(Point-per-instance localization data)

* * * * *

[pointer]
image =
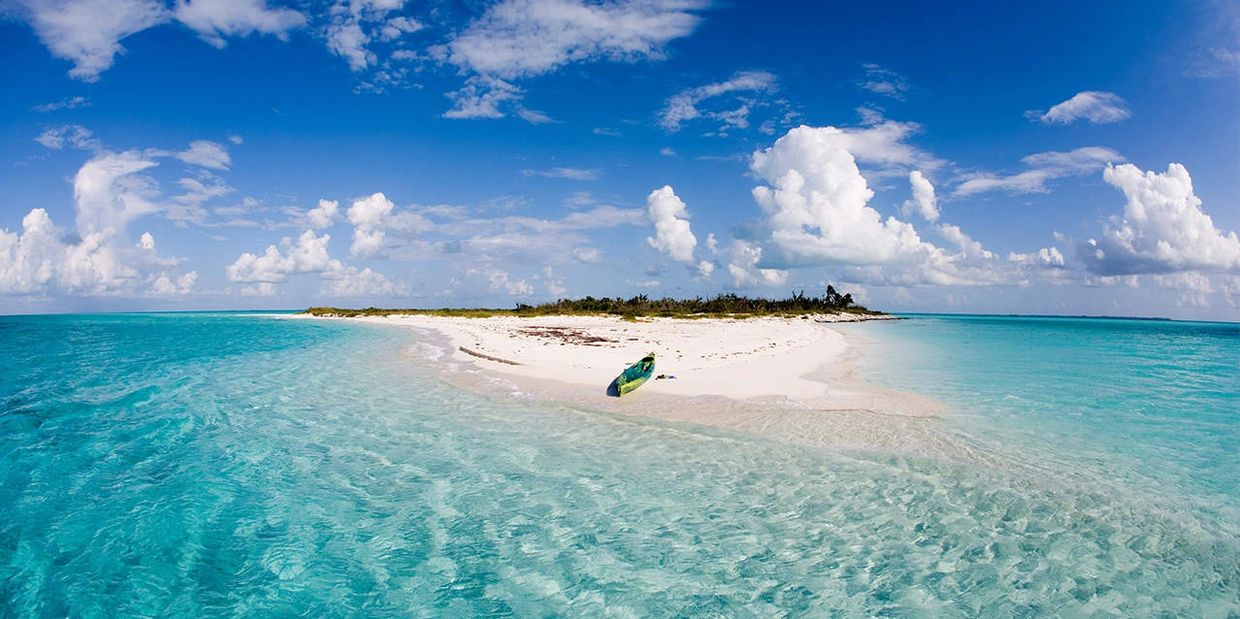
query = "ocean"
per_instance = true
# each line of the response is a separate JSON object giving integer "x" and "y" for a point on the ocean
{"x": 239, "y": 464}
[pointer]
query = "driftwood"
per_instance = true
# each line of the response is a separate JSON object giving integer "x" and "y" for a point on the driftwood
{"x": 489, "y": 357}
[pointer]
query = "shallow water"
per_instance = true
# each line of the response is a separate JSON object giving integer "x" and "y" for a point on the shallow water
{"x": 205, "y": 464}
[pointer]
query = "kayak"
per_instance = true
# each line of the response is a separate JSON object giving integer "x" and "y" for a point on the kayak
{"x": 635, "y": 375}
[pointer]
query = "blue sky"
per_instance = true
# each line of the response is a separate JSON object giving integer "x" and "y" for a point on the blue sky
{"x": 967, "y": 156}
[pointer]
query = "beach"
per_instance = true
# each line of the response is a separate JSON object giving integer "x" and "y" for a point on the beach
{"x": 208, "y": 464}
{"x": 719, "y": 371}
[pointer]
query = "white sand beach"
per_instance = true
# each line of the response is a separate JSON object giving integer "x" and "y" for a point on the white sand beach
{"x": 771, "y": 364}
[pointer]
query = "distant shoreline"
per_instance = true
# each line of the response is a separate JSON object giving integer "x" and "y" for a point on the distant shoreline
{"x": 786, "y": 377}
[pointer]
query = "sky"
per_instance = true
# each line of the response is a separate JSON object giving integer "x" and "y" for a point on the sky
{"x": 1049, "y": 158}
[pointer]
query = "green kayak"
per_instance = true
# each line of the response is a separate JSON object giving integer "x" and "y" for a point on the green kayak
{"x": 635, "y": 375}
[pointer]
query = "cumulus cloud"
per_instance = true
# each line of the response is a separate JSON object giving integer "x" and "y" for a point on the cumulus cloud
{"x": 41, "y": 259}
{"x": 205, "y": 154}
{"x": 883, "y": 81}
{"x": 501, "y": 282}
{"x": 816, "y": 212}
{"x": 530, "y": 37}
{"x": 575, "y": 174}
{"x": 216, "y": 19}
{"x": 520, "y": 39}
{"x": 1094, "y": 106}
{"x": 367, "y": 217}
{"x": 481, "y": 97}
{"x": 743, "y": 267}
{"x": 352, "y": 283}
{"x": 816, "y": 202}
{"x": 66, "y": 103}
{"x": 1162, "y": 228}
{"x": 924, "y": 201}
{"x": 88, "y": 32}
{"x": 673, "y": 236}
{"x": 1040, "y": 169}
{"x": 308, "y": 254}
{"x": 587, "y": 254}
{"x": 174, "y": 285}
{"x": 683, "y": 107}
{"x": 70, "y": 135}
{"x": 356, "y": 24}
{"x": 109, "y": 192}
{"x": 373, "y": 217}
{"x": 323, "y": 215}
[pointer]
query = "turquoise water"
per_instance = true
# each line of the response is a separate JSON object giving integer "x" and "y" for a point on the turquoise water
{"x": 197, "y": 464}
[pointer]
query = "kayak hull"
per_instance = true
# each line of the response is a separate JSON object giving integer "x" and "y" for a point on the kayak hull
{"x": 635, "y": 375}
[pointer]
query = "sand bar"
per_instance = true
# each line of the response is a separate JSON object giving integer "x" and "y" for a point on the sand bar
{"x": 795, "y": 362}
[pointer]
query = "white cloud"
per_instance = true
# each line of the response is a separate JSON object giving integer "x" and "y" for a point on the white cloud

* * * * *

Goal of the exercise:
Please output every record above exactly. Leave the pictures out.

Output for this task:
[pointer]
image =
query = "ocean"
per_instance = true
# each line of the response is a separate JSON object giving integer "x" and "y" for a point on the ocean
{"x": 239, "y": 464}
[pointer]
query = "driftwood"
per_instance = true
# each line of the response is a separate JSON object giving integer "x" and "y" for a point on the driftwood
{"x": 489, "y": 357}
[pointer]
query = "shallow water"
per_instance = true
# each line of the response is a separate JSON object giving integer "x" and "y" for a point on the shallow water
{"x": 205, "y": 464}
[pointer]
query = "kayak"
per_instance = true
# each line of the response is a separate JSON object giving integer "x" and "y" for a point on the kayak
{"x": 635, "y": 375}
[pointer]
query = "blue sky"
per_instance = true
# each line of the response is a separate JSON object giving integer "x" and "y" for a point on the blue sky
{"x": 967, "y": 156}
[pointer]
query = "beach"
per_instance = true
# each line of the response is a separate JSON object giving integer "x" and "y" for a point on the beach
{"x": 208, "y": 464}
{"x": 719, "y": 371}
[pointer]
query = "white sand beach"
per_instance = true
# each line of the response is a separate JSON object giving integer "x" and "y" for a point on the white sand beach
{"x": 771, "y": 364}
[pointer]
query = "distant shoreline"
per_instance = true
# each line of the response is a separate JSON object giving integer "x" and "y" for a point on the distant shoreline
{"x": 786, "y": 377}
[pointer]
query = "sky"
per_instance = true
# each line of the response is a separate JSON object giving integer "x" and "y" for a point on the sky
{"x": 1049, "y": 158}
[pointer]
query = "green kayak"
per_instance = true
# each line of the response is a separate JSON object giving integer "x" and "y" for a point on the green kayak
{"x": 635, "y": 375}
[pointer]
query = "cumulus cloud"
per_instance = true
# each line of the response is a separate JSON object giving integer "x" and "y" for a point on the cumulus cloud
{"x": 41, "y": 259}
{"x": 205, "y": 154}
{"x": 883, "y": 81}
{"x": 501, "y": 282}
{"x": 816, "y": 212}
{"x": 530, "y": 37}
{"x": 575, "y": 174}
{"x": 216, "y": 19}
{"x": 520, "y": 39}
{"x": 1094, "y": 106}
{"x": 367, "y": 217}
{"x": 481, "y": 97}
{"x": 743, "y": 267}
{"x": 352, "y": 283}
{"x": 816, "y": 202}
{"x": 66, "y": 103}
{"x": 1162, "y": 228}
{"x": 924, "y": 201}
{"x": 88, "y": 32}
{"x": 673, "y": 236}
{"x": 1040, "y": 169}
{"x": 308, "y": 254}
{"x": 587, "y": 254}
{"x": 174, "y": 285}
{"x": 683, "y": 107}
{"x": 70, "y": 135}
{"x": 356, "y": 24}
{"x": 109, "y": 192}
{"x": 373, "y": 217}
{"x": 323, "y": 215}
[pointer]
query = "turquoise water"
per_instance = true
# each line of the response is a separate JSON object giving integer "x" and "y" for a point on the turquoise water
{"x": 197, "y": 464}
[pointer]
query = "kayak hull"
per_instance = true
# each line of the response is a separate JSON object giving integer "x" and "y" for a point on the kayak hull
{"x": 635, "y": 375}
[pointer]
query = "sand bar"
per_instance = true
# each line of the response is a separate JSON object giving integer "x" and "y" for a point on the sand bar
{"x": 795, "y": 362}
[pointer]
query = "white cloud"
per_instance = true
# each line of the response is a separate JSON object giving integer "x" and "y" for a point on the white cloud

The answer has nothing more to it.